### [Data to process]
— start —
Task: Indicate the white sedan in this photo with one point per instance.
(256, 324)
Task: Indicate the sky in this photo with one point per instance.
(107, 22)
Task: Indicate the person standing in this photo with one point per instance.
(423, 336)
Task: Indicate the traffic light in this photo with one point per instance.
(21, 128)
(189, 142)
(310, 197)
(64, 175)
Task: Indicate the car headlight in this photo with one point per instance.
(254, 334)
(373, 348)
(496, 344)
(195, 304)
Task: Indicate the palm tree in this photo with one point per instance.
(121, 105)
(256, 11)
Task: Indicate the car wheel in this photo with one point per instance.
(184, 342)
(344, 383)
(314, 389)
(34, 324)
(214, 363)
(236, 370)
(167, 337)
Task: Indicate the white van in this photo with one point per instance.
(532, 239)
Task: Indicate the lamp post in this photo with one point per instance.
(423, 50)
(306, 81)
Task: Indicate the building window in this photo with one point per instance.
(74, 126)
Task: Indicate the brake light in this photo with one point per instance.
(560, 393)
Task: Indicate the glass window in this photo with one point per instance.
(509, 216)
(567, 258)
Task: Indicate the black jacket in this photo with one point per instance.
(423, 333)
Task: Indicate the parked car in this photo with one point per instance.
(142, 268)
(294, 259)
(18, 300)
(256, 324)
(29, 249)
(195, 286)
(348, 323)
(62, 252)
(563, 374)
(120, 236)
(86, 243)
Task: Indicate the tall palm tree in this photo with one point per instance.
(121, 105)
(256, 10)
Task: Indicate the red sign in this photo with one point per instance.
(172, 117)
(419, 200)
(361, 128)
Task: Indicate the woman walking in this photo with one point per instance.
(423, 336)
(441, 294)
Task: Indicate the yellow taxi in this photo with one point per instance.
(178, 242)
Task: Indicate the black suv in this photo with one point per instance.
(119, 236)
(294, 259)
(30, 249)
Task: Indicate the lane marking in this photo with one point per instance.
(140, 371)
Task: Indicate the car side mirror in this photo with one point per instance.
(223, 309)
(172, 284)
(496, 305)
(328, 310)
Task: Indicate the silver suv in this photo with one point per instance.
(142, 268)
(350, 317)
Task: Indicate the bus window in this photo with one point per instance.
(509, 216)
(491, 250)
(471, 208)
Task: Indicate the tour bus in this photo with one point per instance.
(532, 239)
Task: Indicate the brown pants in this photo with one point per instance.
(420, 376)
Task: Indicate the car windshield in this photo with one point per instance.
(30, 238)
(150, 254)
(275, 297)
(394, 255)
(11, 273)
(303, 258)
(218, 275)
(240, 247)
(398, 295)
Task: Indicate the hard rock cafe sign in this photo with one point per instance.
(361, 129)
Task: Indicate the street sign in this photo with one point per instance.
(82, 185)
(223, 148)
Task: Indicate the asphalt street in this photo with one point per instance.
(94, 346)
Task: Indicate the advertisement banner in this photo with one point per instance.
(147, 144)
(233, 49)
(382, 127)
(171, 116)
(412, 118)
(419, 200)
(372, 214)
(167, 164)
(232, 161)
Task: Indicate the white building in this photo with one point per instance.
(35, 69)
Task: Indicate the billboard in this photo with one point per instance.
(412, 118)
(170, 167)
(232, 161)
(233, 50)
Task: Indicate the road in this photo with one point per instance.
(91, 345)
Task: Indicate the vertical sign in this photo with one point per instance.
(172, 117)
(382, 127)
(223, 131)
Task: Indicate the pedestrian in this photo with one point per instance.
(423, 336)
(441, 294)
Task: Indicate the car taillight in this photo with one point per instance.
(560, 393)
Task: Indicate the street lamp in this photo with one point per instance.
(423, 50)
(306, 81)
— end —
### [What is asked]
Reproduce all the entries above line for line, without changing a single character.

### [Finished exercise]
Task: Indicate the white sedan in this photo with one point per instance.
(256, 324)
Task: Indicate the sky in this photo with one point per instance.
(107, 22)
Task: Indicate the person standing in this photo with one point per instance.
(423, 336)
Task: Indicate the traffic light in this photo with one point per instance.
(21, 128)
(189, 142)
(310, 197)
(64, 175)
Task: Indicate the car headlight in this photo with one point per instance.
(254, 334)
(373, 348)
(496, 344)
(195, 304)
Task: Indicate the palm tree in this photo with one point per instance.
(121, 105)
(256, 11)
Task: Indicate the car wheel in this photo with one point per instance.
(184, 342)
(344, 383)
(314, 389)
(34, 324)
(214, 363)
(236, 370)
(167, 337)
Task: Indicate the white van in this photo with one point per instance.
(532, 239)
Task: Indicate the lamp post in this photo with one point per instance.
(423, 50)
(306, 81)
Task: Indicate the building window in this photo with one point per instance.
(74, 126)
Task: Indicate the brake light in this photo with one point per instance.
(560, 393)
Task: Indicate the glass window in this photo with one point per instance.
(509, 216)
(567, 258)
Task: Indicate the black jacket in this photo with one point per instance.
(423, 333)
Task: Indicate the parked car in this photo with one point per instance.
(142, 268)
(294, 259)
(18, 300)
(256, 324)
(29, 249)
(195, 286)
(348, 323)
(62, 252)
(563, 374)
(120, 236)
(86, 243)
Task: Indicate the tall palm tree in this photo with one point per instance.
(121, 105)
(256, 10)
Task: Indicate the red sign in this photo with one point per instance.
(172, 117)
(419, 200)
(361, 128)
Task: Indicate the woman walking in this photo with one point per instance.
(423, 336)
(441, 294)
Task: Indicate the yellow taxi in this photo with one point per instance.
(178, 242)
Task: Indicate the black suv in this photo with one point per instance.
(119, 236)
(294, 259)
(30, 249)
Task: Indicate the lane marking in this photo with one point per instance.
(140, 371)
Task: Indicate the car side mirror in this photo with one point per instance.
(223, 309)
(172, 284)
(496, 305)
(328, 310)
Task: Indicate the silver suv in this photo with one point per instance.
(142, 268)
(350, 317)
Task: Indicate the bus window in this photo with one point per instance.
(509, 216)
(491, 250)
(471, 208)
Task: Indicate the tour bus in this photo with one point per instance.
(532, 239)
Task: Indicate the brown pants in this photo with one point per instance.
(420, 376)
Task: Indicate the car windshield in this photo with one point per instance.
(30, 238)
(150, 254)
(275, 297)
(394, 255)
(11, 273)
(303, 258)
(218, 275)
(240, 247)
(398, 295)
Task: Indicate the hard rock cafe sign in this photo with one point per instance.
(361, 129)
Task: Indicate the street sign in this photo with one point per instance.
(82, 185)
(223, 148)
Task: Indicate the asphalt street in this photo with one point per instance.
(94, 346)
Task: Indicate the advertisement banner in this photo with one point per instance.
(147, 144)
(233, 49)
(382, 127)
(171, 116)
(412, 118)
(419, 200)
(372, 214)
(167, 164)
(232, 161)
Task: Indicate the white building in this photo with one point per instance.
(35, 69)
Task: Indicate the billboard in this photo with one point per instance.
(412, 118)
(170, 167)
(232, 161)
(233, 50)
Task: Indicate the road in this photo with one point per instance.
(91, 345)
Task: Indicate the vertical sign in this photo with one point per instance.
(172, 117)
(382, 127)
(223, 131)
Task: Indicate the pedestrian in this photo with one point per instance.
(423, 336)
(441, 294)
Task: Indicate the car taillight in this photo with one point per instance.
(560, 393)
Task: Indicate the street lamp in this photo with one point per instance.
(423, 50)
(306, 81)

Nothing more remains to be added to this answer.